───── Records for the task ─────

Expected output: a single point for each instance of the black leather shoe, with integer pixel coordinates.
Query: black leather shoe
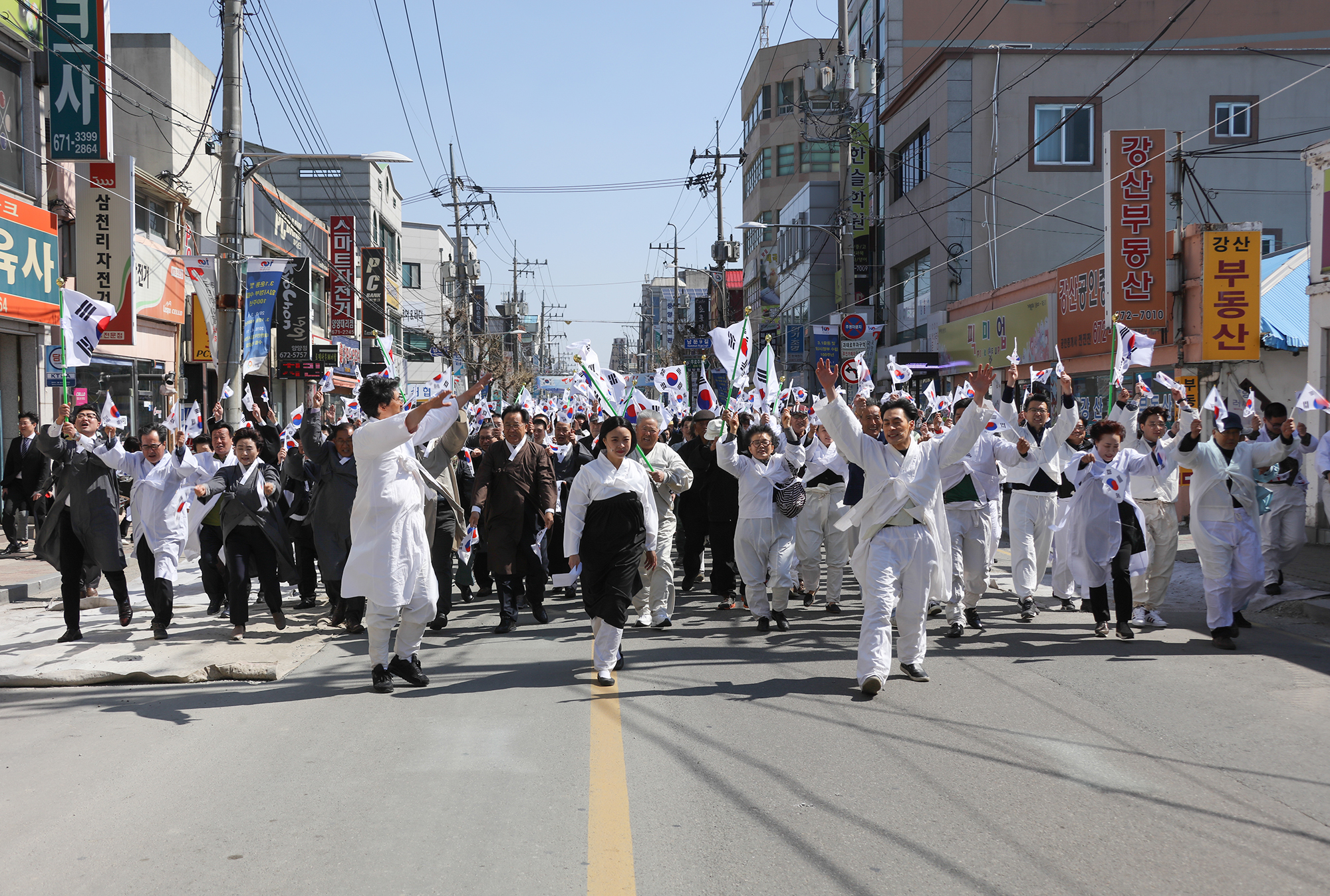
(914, 671)
(409, 671)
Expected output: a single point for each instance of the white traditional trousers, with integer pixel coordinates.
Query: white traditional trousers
(764, 551)
(816, 531)
(1235, 584)
(1030, 519)
(656, 600)
(380, 621)
(898, 571)
(970, 536)
(606, 647)
(1283, 530)
(1148, 591)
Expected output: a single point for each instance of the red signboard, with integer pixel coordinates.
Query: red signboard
(342, 292)
(1135, 248)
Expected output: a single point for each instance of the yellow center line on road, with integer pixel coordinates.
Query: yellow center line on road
(610, 834)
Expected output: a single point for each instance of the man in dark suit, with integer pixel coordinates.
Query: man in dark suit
(513, 498)
(25, 471)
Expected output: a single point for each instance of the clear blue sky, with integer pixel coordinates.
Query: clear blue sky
(545, 95)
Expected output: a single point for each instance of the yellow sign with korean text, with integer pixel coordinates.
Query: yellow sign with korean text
(1231, 296)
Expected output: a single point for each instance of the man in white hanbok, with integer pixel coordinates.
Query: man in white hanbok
(904, 540)
(159, 503)
(390, 548)
(671, 477)
(1224, 518)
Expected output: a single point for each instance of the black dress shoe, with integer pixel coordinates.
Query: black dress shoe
(409, 671)
(914, 671)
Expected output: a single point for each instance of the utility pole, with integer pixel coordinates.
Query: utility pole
(232, 237)
(722, 249)
(675, 290)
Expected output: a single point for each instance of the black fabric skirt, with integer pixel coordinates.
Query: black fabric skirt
(612, 544)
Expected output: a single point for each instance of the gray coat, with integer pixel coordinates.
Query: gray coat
(94, 506)
(332, 497)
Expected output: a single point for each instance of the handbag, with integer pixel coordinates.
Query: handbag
(792, 497)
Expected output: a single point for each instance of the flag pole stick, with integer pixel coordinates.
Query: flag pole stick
(607, 401)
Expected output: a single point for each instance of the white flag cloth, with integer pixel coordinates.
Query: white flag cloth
(1311, 399)
(83, 320)
(733, 349)
(111, 415)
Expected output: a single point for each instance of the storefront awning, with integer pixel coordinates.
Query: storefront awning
(1284, 300)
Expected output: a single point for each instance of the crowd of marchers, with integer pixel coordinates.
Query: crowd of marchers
(408, 510)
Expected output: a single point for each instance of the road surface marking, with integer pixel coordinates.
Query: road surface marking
(610, 836)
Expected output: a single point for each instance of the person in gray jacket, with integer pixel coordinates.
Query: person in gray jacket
(83, 526)
(332, 497)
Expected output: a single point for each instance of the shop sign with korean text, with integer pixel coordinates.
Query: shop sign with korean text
(80, 108)
(104, 243)
(1083, 309)
(1135, 233)
(988, 338)
(342, 288)
(29, 264)
(1231, 296)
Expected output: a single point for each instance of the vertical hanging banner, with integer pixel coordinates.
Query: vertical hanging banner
(1231, 296)
(79, 49)
(104, 243)
(203, 276)
(261, 281)
(859, 196)
(293, 313)
(1135, 232)
(342, 293)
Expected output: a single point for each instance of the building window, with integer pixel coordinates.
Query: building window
(1066, 135)
(820, 158)
(761, 110)
(910, 285)
(151, 219)
(1234, 120)
(912, 164)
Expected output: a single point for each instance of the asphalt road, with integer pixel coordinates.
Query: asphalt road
(1039, 760)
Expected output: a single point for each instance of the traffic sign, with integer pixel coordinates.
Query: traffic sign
(853, 326)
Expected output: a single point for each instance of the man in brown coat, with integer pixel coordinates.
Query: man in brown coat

─────

# What the task asks
Scan the material above and determine how many lines include the word "brown"; report only the number.

# Exercise result
2